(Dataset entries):

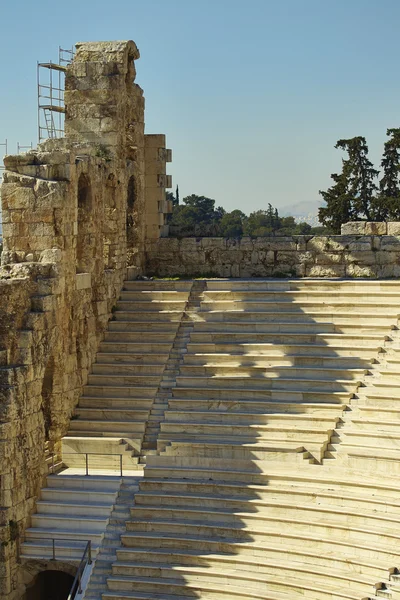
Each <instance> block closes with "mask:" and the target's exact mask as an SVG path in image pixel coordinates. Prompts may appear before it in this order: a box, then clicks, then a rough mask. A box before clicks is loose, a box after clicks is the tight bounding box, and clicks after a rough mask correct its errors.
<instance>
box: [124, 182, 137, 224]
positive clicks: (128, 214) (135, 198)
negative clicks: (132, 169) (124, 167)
mask: <svg viewBox="0 0 400 600" xmlns="http://www.w3.org/2000/svg"><path fill="white" fill-rule="evenodd" d="M135 212H136V181H135V177H134V176H133V175H132V177H130V179H129V181H128V198H127V211H126V228H127V230H129V229H130V228H133V227H134V226H135Z"/></svg>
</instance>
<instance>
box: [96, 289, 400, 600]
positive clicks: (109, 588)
mask: <svg viewBox="0 0 400 600" xmlns="http://www.w3.org/2000/svg"><path fill="white" fill-rule="evenodd" d="M399 296H400V287H399V286H398V284H397V283H396V282H369V281H368V282H361V281H357V282H354V281H352V282H350V281H319V280H302V281H271V280H270V281H262V280H253V281H243V280H242V281H241V280H231V281H229V280H215V281H214V280H211V281H207V283H206V285H205V288H204V291H203V293H202V294H201V298H200V299H201V302H200V306H199V309H198V310H197V312H196V313H195V314H194V315H193V319H192V320H193V324H192V330H191V333H190V340H189V341H188V343H187V347H186V349H187V352H186V353H184V356H183V360H182V362H181V364H180V367H179V373H178V375H177V377H176V386H173V385H171V386H170V396H169V397H168V406H167V407H166V408H165V410H164V418H163V419H160V431H159V435H158V442H157V448H158V453H157V454H152V455H148V456H147V465H146V467H145V477H144V479H143V480H142V481H141V483H140V489H139V492H138V493H137V494H136V495H135V504H134V506H132V509H131V519H130V520H129V521H128V522H127V524H126V533H123V534H122V536H121V540H122V545H121V547H120V548H119V549H118V550H117V552H116V554H117V561H116V562H115V563H114V564H113V567H112V575H111V576H110V577H108V580H107V587H108V590H107V591H106V592H105V593H103V596H102V597H103V599H104V600H122V599H123V598H124V599H125V598H131V599H139V598H146V599H150V598H163V599H167V598H168V599H174V598H176V599H178V598H179V599H180V600H182V599H183V598H188V599H189V598H194V597H199V598H213V599H220V598H221V599H222V598H230V599H231V598H238V599H241V598H246V599H250V598H251V599H255V598H257V599H258V598H260V599H264V600H267V599H268V600H277V599H278V600H279V599H282V600H289V599H290V600H292V599H293V598H299V599H300V598H303V597H304V596H307V597H308V598H312V599H318V600H325V599H329V600H332V599H333V600H339V599H341V600H342V599H343V598H350V599H357V600H361V599H362V598H374V597H391V598H392V597H393V598H394V597H395V596H394V594H395V593H397V592H396V590H395V589H394V587H393V581H392V588H391V591H390V594H391V595H390V596H388V595H387V594H388V593H389V592H387V586H386V584H385V581H388V575H389V572H390V569H393V568H395V567H397V565H398V555H399V550H400V525H399V511H400V502H399V501H398V498H399V495H398V494H399V492H400V483H398V482H397V481H395V480H394V481H393V480H391V481H387V480H386V479H382V478H381V477H376V475H375V473H374V470H373V469H369V470H365V471H363V472H362V475H361V473H360V472H359V471H356V470H354V469H352V468H350V467H349V466H346V465H345V464H344V463H343V462H342V461H340V460H339V461H335V460H331V461H328V462H325V461H324V460H323V459H324V456H325V453H326V451H327V448H328V446H329V444H330V443H331V437H332V436H333V435H334V433H335V431H336V429H337V427H338V426H339V427H340V425H343V429H345V428H346V424H347V420H348V419H349V420H352V419H353V411H355V410H357V407H356V404H357V403H356V404H355V405H354V406H353V404H352V400H353V398H355V399H356V400H357V397H358V395H359V394H362V390H364V389H369V386H370V383H371V382H370V380H372V379H373V380H375V378H376V369H378V370H379V369H380V368H382V367H385V368H386V354H387V352H389V349H390V346H391V345H393V340H394V339H395V338H396V336H397V333H396V331H397V325H398V299H399ZM383 377H386V375H383ZM399 381H400V378H399ZM390 389H392V388H390ZM349 414H350V415H351V417H349V416H348V415H349ZM305 459H306V460H305ZM377 582H379V583H377ZM385 586H386V587H385Z"/></svg>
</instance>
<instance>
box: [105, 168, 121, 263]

(AIM OF THE TASK): Would you please print out all the records above exactly, minus any pictures?

(FINAL ANSWER):
Each <instance> block closes with "mask:" and the target's exact mask as an SVG path in image pixel coordinates. Prompts may appear before it in this order: a box, then clicks, then a rough mask. A box before clicks is loose, a box after clicks is the tight bounding box, and clicks after a rough mask correct its errors.
<instance>
box: [124, 182, 137, 224]
positive clicks: (128, 214) (135, 198)
negative clicks: (132, 169) (124, 167)
mask: <svg viewBox="0 0 400 600" xmlns="http://www.w3.org/2000/svg"><path fill="white" fill-rule="evenodd" d="M135 212H136V181H135V177H134V176H133V175H132V177H130V179H129V181H128V198H127V211H126V228H127V230H129V229H130V228H133V227H134V226H135Z"/></svg>
</instance>
<instance>
box: [96, 289, 400, 600]
positive clicks: (109, 588)
mask: <svg viewBox="0 0 400 600" xmlns="http://www.w3.org/2000/svg"><path fill="white" fill-rule="evenodd" d="M399 296H400V287H399V286H398V284H397V283H396V282H369V281H368V282H361V281H357V282H354V281H352V282H350V281H319V280H302V281H271V280H270V281H262V280H253V281H243V280H242V281H241V280H231V281H229V280H215V281H214V280H211V281H207V283H206V285H205V288H204V291H203V293H202V294H201V298H200V299H201V302H200V306H199V309H198V310H197V312H196V313H195V314H194V315H193V319H192V320H193V324H192V330H191V333H190V340H189V341H188V343H187V347H186V349H187V352H186V353H184V356H183V360H182V362H181V364H180V367H179V373H178V375H177V377H176V386H173V385H171V386H170V396H169V397H168V406H167V407H166V408H165V410H164V418H163V419H160V431H159V435H158V442H157V448H158V453H157V454H152V455H148V456H147V465H146V467H145V477H144V479H143V480H142V481H141V483H140V489H139V492H138V493H137V494H136V495H135V504H134V506H132V509H131V519H130V520H129V521H128V522H127V524H126V533H123V534H122V536H121V540H122V545H121V547H120V548H119V549H118V550H117V552H116V554H117V561H116V562H115V563H114V564H113V567H112V575H111V576H110V577H108V580H107V587H108V590H107V591H106V592H105V593H103V596H102V597H103V599H104V600H122V599H123V598H124V599H125V598H131V599H139V598H146V599H150V598H163V599H167V598H168V599H174V598H176V599H178V598H179V599H180V600H182V599H183V598H188V599H189V598H194V597H199V598H213V599H220V598H221V599H222V598H230V599H231V598H238V599H241V598H246V599H250V598H251V599H255V598H257V599H258V598H260V599H264V600H267V599H268V600H277V599H278V600H279V599H282V600H289V599H290V600H292V599H293V598H299V599H300V598H303V597H304V596H307V597H308V598H312V599H318V600H325V599H329V600H332V599H333V600H339V599H341V600H342V599H343V598H350V599H357V600H361V599H362V598H374V597H391V598H392V597H393V598H394V597H395V596H394V594H395V593H397V592H396V590H395V589H394V587H393V581H392V588H391V591H390V594H391V595H390V596H388V595H387V594H388V593H389V592H387V586H386V584H385V581H388V575H389V572H390V569H393V568H395V567H397V565H398V555H399V550H400V525H399V511H400V502H399V501H398V498H399V495H398V494H399V492H400V483H398V482H397V481H395V480H394V481H393V480H391V481H387V480H386V479H382V478H381V477H376V475H375V473H374V470H373V469H369V470H365V471H363V472H362V475H361V473H360V472H359V471H356V470H354V469H352V468H350V467H349V466H346V465H345V464H344V463H343V462H342V461H340V460H339V461H335V460H331V461H328V462H325V461H324V460H323V459H324V456H325V453H326V451H327V448H328V446H329V444H330V443H331V437H332V436H333V435H334V433H335V431H336V429H337V427H338V426H339V427H340V425H343V429H345V428H346V424H347V420H348V419H349V420H352V419H353V411H355V410H357V407H356V404H357V403H356V404H355V405H354V406H353V404H352V400H353V398H355V399H356V400H357V397H358V395H359V394H362V390H364V389H369V386H370V383H371V382H370V380H372V379H373V380H375V378H376V369H378V370H379V369H380V368H382V367H385V368H386V354H387V352H389V349H390V346H391V345H393V340H394V339H395V338H396V336H397V333H396V331H397V325H398V299H399ZM383 377H386V375H383ZM399 381H400V378H399ZM390 389H392V388H390ZM349 414H350V415H351V417H349V416H348V415H349ZM305 459H306V460H305ZM377 582H379V583H377ZM385 586H386V587H385Z"/></svg>
</instance>
<instance>
box: [105, 168, 121, 263]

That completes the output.